BRANO DEL DOCUMENTO:
Albanese descrive il loro rapporto, nato da un contatto avviato da Confino, che ha sempre sostenuto l’autrice, dandole una visione che le consente, nonostante i detrattori, di riconoscere il desiderio degli ebrei vittime dell’Olocausto di avere uno Stato, ma non a spese di un popolo e del proprio territorio.

La storia di Ghassan Abu Sitta, chirurgo britannico-palestinese specialista in medicina di guerra, è emblematica riguardo la reazione che si ha nei confronti di chi si mette al servizio del popolo palestinese. Lui ha lavorato negli ospedali Al-Shifa e Al-Ahli a Gaza prima di essere evacuato dalla Striscia; successivamente è stato espulso dal suolo francese e, via via, interdetto da altri paesi europei. La sua nomina a rettore dell’università di Glasgow è oggetto di contestazioni. Eppure la testimonianza di Abu Sitta è preziosa per capire il piano del governo israeliano, il cui obiettivo è rendere Gaza un luogo inabitabile, attuando la completa distruzione e devastazione del sistema sanitario, abbattendo le strutture ed eliminando il personale medico con arresti indiscriminati e uccisioni di civili: oltre 1.600 fra medicə e infermierə sono le vittime a oggi.

Francesca Albanese segue il filo del diritto, non si fa intimidire e porta avanti il suo lavoro con serietà e imparzialità. In questo libro dà voce alle persone di Palestina, ma allo stesso tempo spiega i meccanismi messi in atto per contrastare ogni critica a Israele, definita l’unica democrazia in Medio Oriente, nonostante da decenni agisca in regime di apartheid. Parla di Humanitarian camouflage, ovvero come Israele riscrive le leggi della guerra per legittimare il genocidio a Gaza. Scrive della Jerusalem Declaration on Antisemitism (JDA) e ne elenca i punti, adottati in pieno dai paesi occidentali, per cui “antisemitismo” è “… discriminazione, pregiudizio, ostilità o violenza contro gli ebrei in quanto ebrei (o contro le istituzioni ebraiche in quanto ebraiche)”. Include 15 linee guida, divise in tre sezioni, che “aiutano” nell’identificazione dell’antisemitismo, con esempi di discorsi e comportamenti nei confronti di Israele e Palestina che sono o non sono antisemiti.

COMPITO 1:
Rispondi in base al brano:
(a) In quali ospedali di Gaza ha lavorato Ghassan Abu Sitta?
(b) Quale nomina di Abu Sitta è oggetto di contestazioni?
(c) Quante linee guida include la Jerusalem Declaration on Antisemitism, e in quante sezioni sono divise?
COMPITO 2: Riporta fedelmente il tratto del brano che va da "La storia di" fino a "vittime a oggi.".
I record non servono per lo svolgimento.

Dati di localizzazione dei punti
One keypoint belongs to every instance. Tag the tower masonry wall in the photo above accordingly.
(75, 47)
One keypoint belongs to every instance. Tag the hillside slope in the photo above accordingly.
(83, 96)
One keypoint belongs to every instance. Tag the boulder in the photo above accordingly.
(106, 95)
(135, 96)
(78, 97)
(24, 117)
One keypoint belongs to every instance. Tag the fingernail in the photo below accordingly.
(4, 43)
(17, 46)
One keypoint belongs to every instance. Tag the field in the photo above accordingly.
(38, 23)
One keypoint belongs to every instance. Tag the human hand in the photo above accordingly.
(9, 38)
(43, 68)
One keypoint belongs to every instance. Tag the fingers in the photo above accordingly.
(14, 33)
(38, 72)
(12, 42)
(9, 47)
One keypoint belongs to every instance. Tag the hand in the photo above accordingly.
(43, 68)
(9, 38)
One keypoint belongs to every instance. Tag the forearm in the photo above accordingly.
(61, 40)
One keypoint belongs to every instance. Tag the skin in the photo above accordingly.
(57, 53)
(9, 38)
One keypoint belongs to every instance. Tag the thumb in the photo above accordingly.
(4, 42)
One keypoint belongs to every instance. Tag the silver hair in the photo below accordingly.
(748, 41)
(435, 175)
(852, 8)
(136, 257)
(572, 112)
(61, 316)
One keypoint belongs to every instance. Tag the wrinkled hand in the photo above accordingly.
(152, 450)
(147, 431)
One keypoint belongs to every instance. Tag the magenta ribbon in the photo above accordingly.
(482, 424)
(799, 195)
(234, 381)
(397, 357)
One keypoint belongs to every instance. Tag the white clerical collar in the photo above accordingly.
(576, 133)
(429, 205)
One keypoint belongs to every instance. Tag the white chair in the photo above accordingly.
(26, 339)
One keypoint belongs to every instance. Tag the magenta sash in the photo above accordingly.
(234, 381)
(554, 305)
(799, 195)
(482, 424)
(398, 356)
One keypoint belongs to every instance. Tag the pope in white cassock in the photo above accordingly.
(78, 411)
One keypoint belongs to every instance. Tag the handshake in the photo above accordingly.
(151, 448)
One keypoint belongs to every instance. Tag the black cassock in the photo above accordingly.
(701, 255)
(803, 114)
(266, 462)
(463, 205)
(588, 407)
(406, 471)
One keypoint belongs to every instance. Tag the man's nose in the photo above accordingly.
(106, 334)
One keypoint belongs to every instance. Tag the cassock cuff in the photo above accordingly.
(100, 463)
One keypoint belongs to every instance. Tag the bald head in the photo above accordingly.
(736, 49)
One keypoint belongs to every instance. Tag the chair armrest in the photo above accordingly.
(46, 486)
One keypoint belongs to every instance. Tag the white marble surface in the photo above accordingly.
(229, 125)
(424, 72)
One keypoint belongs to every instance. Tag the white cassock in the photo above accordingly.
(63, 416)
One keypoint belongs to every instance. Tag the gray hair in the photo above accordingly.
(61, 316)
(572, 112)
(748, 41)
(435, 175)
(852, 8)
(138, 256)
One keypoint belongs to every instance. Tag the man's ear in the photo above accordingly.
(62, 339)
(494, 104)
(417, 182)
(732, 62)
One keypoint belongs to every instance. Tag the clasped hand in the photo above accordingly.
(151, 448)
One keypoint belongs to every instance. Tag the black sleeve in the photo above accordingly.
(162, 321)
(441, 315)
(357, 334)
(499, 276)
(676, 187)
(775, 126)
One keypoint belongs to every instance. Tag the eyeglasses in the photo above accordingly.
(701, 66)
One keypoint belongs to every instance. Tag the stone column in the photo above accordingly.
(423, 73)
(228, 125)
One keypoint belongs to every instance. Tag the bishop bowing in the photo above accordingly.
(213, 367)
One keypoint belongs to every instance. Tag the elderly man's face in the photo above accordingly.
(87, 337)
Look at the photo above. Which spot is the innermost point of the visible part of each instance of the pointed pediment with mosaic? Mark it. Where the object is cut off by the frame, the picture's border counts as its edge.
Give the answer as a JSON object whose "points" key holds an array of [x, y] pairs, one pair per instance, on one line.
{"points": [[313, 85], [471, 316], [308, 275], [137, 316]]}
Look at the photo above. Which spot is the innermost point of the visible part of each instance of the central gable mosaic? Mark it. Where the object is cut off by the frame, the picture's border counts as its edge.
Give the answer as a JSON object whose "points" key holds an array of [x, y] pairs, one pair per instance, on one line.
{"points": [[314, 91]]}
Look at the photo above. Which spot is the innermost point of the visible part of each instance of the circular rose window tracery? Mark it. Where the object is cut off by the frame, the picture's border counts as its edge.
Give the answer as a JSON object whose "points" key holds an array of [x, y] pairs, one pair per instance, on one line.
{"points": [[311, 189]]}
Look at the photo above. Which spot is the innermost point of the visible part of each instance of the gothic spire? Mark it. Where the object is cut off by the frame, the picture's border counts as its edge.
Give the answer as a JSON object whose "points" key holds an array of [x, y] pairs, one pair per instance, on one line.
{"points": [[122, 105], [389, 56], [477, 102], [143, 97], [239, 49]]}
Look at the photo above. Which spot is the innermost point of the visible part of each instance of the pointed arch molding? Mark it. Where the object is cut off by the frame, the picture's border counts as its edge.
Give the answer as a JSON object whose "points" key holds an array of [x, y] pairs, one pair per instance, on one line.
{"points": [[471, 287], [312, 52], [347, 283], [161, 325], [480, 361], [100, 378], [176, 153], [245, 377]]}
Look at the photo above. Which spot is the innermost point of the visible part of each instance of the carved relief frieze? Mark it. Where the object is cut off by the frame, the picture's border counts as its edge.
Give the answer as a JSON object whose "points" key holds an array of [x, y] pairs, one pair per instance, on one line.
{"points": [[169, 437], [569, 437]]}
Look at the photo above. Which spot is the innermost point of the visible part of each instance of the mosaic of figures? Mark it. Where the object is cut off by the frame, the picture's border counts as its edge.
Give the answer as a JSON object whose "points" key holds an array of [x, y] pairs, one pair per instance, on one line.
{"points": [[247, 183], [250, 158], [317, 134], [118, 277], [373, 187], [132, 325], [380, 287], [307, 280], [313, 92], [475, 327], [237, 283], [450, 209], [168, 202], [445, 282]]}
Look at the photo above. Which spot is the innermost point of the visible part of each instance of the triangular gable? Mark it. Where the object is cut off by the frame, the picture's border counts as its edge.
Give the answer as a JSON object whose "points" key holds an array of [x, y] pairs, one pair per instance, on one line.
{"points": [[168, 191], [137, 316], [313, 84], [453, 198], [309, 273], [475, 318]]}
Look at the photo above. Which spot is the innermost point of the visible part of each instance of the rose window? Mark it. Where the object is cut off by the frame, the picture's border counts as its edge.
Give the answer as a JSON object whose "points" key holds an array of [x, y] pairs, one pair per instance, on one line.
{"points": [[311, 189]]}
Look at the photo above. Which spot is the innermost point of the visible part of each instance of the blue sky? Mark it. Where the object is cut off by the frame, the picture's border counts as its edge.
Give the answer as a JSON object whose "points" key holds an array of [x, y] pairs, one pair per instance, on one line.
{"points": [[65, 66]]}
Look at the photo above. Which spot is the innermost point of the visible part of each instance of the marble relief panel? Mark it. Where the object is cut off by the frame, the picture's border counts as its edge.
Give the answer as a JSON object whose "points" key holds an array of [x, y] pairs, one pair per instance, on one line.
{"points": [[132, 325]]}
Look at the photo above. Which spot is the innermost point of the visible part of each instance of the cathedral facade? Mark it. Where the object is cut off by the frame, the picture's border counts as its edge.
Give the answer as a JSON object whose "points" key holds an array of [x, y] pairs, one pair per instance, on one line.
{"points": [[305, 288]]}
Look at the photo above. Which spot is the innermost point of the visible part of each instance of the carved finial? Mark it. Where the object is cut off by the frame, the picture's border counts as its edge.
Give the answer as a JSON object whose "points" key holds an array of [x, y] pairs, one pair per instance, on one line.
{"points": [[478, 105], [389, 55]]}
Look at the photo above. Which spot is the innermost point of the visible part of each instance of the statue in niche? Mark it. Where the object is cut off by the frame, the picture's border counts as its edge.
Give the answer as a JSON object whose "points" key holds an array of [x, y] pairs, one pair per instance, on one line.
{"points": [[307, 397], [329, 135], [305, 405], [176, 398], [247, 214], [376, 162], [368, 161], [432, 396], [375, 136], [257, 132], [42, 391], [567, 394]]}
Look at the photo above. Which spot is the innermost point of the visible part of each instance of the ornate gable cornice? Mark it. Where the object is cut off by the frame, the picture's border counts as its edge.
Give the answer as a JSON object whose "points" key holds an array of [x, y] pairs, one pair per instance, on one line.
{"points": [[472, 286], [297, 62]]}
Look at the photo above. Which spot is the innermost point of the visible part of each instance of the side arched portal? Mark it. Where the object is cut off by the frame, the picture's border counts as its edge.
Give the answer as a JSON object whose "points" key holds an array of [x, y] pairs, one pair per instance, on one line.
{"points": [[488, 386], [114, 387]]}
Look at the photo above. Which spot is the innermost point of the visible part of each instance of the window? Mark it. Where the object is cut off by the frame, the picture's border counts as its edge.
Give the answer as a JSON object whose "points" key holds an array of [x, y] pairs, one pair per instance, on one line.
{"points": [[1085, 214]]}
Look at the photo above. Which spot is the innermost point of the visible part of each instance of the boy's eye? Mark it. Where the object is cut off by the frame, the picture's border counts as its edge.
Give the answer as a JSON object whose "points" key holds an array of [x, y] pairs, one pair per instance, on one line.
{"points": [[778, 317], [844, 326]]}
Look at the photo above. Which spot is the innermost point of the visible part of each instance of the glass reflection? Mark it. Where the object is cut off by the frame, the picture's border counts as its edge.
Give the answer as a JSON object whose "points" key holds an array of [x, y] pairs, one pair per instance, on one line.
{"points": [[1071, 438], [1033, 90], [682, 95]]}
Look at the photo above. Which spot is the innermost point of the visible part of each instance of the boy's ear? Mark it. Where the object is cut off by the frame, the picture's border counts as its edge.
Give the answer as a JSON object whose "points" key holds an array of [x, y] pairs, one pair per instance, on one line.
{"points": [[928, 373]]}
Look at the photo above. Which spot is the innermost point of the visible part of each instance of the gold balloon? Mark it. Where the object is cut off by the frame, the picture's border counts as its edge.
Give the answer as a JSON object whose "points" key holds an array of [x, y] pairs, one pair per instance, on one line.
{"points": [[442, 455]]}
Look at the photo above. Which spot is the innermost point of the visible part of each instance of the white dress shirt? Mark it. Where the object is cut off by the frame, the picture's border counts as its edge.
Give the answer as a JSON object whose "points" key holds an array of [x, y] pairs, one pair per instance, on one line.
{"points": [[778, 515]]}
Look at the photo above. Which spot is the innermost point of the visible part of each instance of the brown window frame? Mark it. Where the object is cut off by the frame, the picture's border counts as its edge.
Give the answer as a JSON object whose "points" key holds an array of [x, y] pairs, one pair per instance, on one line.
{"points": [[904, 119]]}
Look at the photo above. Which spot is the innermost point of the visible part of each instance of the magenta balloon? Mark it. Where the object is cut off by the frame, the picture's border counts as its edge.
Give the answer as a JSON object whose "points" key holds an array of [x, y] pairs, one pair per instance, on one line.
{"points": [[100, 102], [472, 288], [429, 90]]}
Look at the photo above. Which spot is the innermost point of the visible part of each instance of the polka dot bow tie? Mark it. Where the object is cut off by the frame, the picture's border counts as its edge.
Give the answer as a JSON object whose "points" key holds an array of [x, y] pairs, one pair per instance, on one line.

SOLUZIONE SVOLTA 1:
(a) Negli ospedali Al-Shifa e Al-Ahli.
(b) La nomina a rettore dell'università di Glasgow.
(c) 15 linee guida, divise in tre sezioni.

SOLUZIONE SVOLTA 2:
La storia di Ghassan Abu Sitta, chirurgo britannico-palestinese specialista in medicina di guerra, è emblematica riguardo la reazione che si ha nei confronti di chi si mette al servizio del popolo palestinese. Lui ha lavorato negli ospedali Al-Shifa e Al-Ahli a Gaza prima di essere evacuato dalla Striscia; successivamente è stato espulso dal suolo francese e, via via, interdetto da altri paesi europei. La sua nomina a rettore dell’università di Glasgow è oggetto di contestazioni. Eppure la testimonianza di Abu Sitta è preziosa per capire il piano del governo israeliano, il cui obiettivo è rendere Gaza un luogo inabitabile, attuando la completa distruzione e devastazione del sistema sanitario, abbattendo le strutture ed eliminando il personale medico con arresti indiscriminati e uccisioni di civili: oltre 1.600 fra medicə e infermierə sono le vittime a oggi.